EXTRACTED INFORMATION START
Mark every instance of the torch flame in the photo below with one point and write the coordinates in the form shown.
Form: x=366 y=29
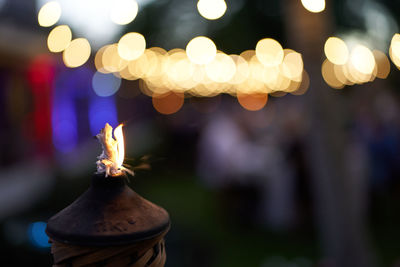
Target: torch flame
x=111 y=159
x=120 y=145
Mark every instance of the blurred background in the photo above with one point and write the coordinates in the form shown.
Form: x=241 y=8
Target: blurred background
x=270 y=130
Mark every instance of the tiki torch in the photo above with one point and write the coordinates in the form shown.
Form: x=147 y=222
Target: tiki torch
x=109 y=224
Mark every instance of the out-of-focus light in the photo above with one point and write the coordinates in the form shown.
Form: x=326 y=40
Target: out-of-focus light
x=59 y=38
x=382 y=63
x=221 y=69
x=168 y=103
x=292 y=66
x=98 y=60
x=269 y=52
x=201 y=50
x=105 y=84
x=252 y=102
x=131 y=46
x=394 y=50
x=49 y=14
x=314 y=6
x=328 y=74
x=339 y=72
x=111 y=60
x=336 y=51
x=77 y=53
x=37 y=235
x=211 y=9
x=124 y=11
x=362 y=59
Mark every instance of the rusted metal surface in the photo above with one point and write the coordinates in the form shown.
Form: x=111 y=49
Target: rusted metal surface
x=109 y=213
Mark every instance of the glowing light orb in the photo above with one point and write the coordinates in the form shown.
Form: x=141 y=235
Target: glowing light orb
x=59 y=38
x=328 y=73
x=336 y=51
x=362 y=59
x=201 y=50
x=49 y=14
x=314 y=6
x=293 y=66
x=269 y=52
x=382 y=63
x=124 y=11
x=77 y=53
x=211 y=9
x=394 y=50
x=131 y=46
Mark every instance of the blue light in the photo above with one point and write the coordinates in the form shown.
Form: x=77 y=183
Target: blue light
x=37 y=235
x=101 y=111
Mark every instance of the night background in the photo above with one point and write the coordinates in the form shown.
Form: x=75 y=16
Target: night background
x=263 y=157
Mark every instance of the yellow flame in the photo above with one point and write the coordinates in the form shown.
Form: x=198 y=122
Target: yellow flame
x=119 y=137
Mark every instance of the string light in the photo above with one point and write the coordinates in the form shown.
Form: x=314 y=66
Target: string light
x=211 y=9
x=314 y=6
x=77 y=53
x=49 y=14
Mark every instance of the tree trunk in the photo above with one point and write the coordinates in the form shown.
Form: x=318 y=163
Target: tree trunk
x=337 y=205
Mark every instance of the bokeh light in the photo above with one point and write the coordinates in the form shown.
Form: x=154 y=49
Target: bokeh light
x=105 y=84
x=382 y=63
x=269 y=52
x=131 y=46
x=394 y=50
x=252 y=102
x=328 y=74
x=314 y=6
x=168 y=103
x=77 y=53
x=111 y=60
x=292 y=65
x=123 y=11
x=201 y=50
x=211 y=9
x=49 y=14
x=59 y=38
x=336 y=51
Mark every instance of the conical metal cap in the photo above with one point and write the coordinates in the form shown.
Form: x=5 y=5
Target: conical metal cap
x=108 y=213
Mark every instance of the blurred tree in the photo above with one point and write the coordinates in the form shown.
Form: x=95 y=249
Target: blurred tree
x=339 y=211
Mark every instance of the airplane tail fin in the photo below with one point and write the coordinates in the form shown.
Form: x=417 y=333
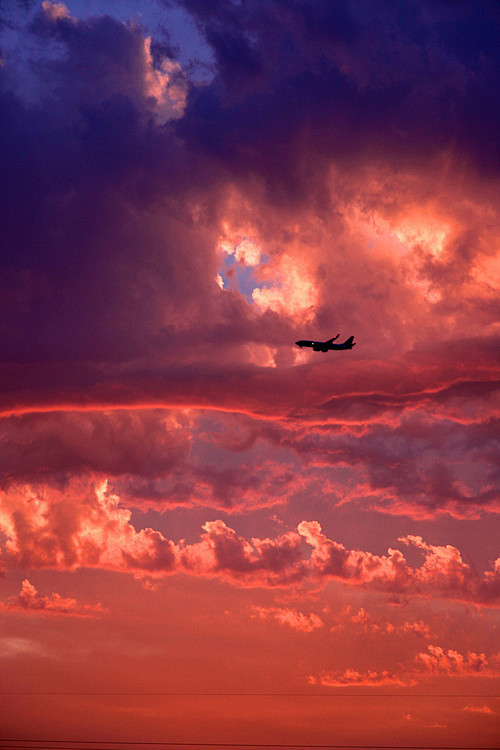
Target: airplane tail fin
x=330 y=341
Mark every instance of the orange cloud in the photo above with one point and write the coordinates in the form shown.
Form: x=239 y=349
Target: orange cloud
x=31 y=602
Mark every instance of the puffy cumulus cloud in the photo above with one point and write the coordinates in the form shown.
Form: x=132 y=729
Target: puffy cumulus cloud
x=82 y=526
x=371 y=624
x=272 y=562
x=437 y=660
x=85 y=525
x=31 y=602
x=115 y=59
x=292 y=618
x=442 y=574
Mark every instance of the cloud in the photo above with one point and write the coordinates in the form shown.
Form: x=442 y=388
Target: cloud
x=11 y=646
x=479 y=709
x=437 y=661
x=349 y=677
x=290 y=617
x=31 y=602
x=85 y=525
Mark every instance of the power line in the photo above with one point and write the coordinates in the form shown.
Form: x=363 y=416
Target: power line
x=285 y=746
x=248 y=695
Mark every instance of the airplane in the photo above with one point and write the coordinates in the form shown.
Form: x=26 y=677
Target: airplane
x=325 y=346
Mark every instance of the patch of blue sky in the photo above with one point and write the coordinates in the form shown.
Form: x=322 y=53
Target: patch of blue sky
x=243 y=276
x=163 y=23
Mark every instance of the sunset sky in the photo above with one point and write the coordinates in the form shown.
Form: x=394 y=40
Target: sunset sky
x=207 y=534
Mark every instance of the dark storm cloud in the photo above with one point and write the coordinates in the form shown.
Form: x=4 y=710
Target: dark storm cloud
x=398 y=80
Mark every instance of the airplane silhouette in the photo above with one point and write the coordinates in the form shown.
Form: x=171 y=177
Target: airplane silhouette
x=325 y=346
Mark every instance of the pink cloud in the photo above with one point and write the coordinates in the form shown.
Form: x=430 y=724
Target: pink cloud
x=290 y=617
x=438 y=661
x=85 y=525
x=31 y=602
x=479 y=709
x=349 y=677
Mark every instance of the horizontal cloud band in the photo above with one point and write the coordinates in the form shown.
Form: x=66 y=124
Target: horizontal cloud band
x=84 y=526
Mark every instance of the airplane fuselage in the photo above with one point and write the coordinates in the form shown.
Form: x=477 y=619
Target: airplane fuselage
x=325 y=346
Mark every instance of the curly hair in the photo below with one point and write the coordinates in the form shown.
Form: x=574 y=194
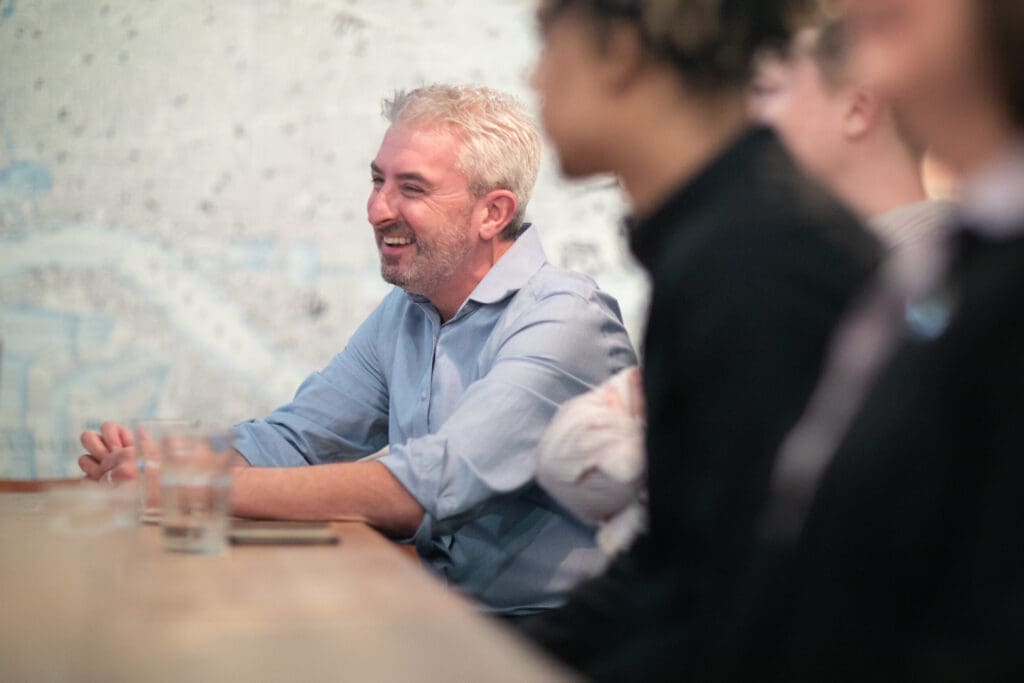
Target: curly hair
x=712 y=43
x=1003 y=24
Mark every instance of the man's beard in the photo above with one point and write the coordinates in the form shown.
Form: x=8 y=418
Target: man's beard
x=434 y=262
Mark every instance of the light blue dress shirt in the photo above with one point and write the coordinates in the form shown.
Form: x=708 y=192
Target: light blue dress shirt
x=462 y=406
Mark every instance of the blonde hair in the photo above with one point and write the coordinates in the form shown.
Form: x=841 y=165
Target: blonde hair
x=501 y=143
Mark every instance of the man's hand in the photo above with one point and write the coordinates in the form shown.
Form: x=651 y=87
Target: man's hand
x=110 y=453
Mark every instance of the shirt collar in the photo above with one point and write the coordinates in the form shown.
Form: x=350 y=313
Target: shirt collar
x=513 y=269
x=509 y=274
x=993 y=199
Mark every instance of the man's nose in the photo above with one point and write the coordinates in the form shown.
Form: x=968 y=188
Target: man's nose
x=380 y=211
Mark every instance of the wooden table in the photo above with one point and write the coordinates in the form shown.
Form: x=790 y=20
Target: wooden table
x=115 y=606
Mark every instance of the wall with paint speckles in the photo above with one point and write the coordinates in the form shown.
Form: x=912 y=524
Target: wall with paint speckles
x=182 y=184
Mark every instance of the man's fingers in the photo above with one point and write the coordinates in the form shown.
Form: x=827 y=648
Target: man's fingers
x=93 y=442
x=112 y=433
x=116 y=459
x=90 y=467
x=127 y=438
x=613 y=400
x=124 y=470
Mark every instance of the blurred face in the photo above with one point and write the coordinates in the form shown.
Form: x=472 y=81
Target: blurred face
x=925 y=57
x=420 y=209
x=791 y=95
x=565 y=79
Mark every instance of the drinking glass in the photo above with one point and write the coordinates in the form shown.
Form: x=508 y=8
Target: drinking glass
x=196 y=491
x=148 y=434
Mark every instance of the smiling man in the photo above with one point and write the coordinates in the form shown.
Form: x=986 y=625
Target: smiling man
x=458 y=371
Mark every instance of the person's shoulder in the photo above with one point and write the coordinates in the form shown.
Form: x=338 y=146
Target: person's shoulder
x=552 y=281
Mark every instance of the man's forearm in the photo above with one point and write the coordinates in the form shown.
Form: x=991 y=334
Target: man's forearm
x=344 y=491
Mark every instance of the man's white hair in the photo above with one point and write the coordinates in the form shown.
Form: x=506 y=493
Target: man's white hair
x=501 y=143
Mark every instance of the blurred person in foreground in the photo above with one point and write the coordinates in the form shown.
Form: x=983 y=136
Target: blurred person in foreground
x=845 y=133
x=751 y=266
x=900 y=550
x=458 y=371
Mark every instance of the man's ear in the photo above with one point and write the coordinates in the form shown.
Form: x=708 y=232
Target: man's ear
x=863 y=112
x=497 y=209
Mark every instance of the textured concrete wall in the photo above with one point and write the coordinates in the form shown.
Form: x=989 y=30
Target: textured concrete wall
x=182 y=184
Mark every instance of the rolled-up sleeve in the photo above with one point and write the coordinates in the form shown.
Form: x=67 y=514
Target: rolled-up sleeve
x=550 y=351
x=338 y=414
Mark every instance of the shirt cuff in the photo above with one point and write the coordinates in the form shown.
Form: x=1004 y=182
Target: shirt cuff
x=254 y=440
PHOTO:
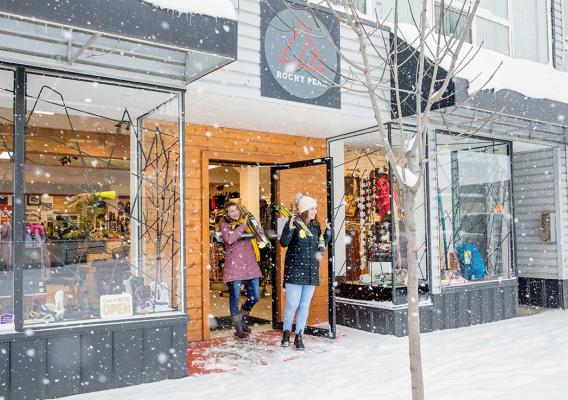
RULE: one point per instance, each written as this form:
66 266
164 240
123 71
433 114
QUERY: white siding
231 96
558 30
534 188
563 210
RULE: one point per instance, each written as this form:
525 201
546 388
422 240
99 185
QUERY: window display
102 204
474 206
6 182
370 239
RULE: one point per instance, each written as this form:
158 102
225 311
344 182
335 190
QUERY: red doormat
231 354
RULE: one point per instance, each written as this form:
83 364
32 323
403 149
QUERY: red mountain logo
308 57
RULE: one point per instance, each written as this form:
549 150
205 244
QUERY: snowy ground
522 358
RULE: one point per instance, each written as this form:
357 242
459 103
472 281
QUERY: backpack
472 264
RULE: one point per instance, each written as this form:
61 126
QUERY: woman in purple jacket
240 266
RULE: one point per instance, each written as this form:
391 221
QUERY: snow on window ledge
214 8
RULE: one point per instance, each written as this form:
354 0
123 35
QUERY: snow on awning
127 39
214 8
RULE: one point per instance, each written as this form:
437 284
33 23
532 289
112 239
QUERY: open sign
116 305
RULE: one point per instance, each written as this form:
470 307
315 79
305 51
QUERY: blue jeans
298 299
252 287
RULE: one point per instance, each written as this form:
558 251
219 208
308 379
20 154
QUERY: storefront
257 135
92 160
491 217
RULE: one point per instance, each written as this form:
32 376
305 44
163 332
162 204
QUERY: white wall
231 97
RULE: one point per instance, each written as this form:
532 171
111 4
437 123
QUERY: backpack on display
472 264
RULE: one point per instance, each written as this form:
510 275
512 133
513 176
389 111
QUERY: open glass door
311 178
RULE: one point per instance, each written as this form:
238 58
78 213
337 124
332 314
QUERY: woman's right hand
292 226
EXTRACTED INFORMATION END
Transcribe each line of the data above, unaltered, from the one where "Mark every instance of the yellow" appears to the one where "Mark every instance of the airplane tail" appears, inclusive of both.

FINISHED EXERCISE -
Mark every instance of the yellow flame in the photo above with one point and write the coordinates in the form shown.
Form: x=198 y=122
Target: yellow flame
x=119 y=137
Mark every instance of the string light in the photo above with one point and write the coordinates in the form shown.
Form: x=314 y=66
Target: string light
x=211 y=9
x=314 y=6
x=77 y=53
x=49 y=14
Mark every instance of the tree trunk in the photo above with one point and write the coordinates in the form shown.
Form: x=318 y=163
Target: tree trunk
x=337 y=205
Mark every instance of the bokeh light in the photo above with one point and write the coordinates in the form shown.
Form: x=154 y=49
Target: bokeh light
x=105 y=84
x=382 y=63
x=269 y=52
x=131 y=46
x=394 y=50
x=252 y=102
x=328 y=74
x=314 y=6
x=168 y=103
x=77 y=53
x=111 y=60
x=292 y=65
x=123 y=11
x=201 y=50
x=211 y=9
x=49 y=14
x=59 y=38
x=336 y=51
Mark every instance of the conical metal cap in the photo above with one point and write the coordinates in the form shown.
Form: x=5 y=5
Target: conical metal cap
x=108 y=213
Mark every instance of the blurred tree in the photo above with one point and write the coordinates in the form shown.
Form: x=95 y=249
Target: blurred tree
x=339 y=211
Mark every instance of the airplane tail fin in the photo below with one point and write the coordinates in the form shown.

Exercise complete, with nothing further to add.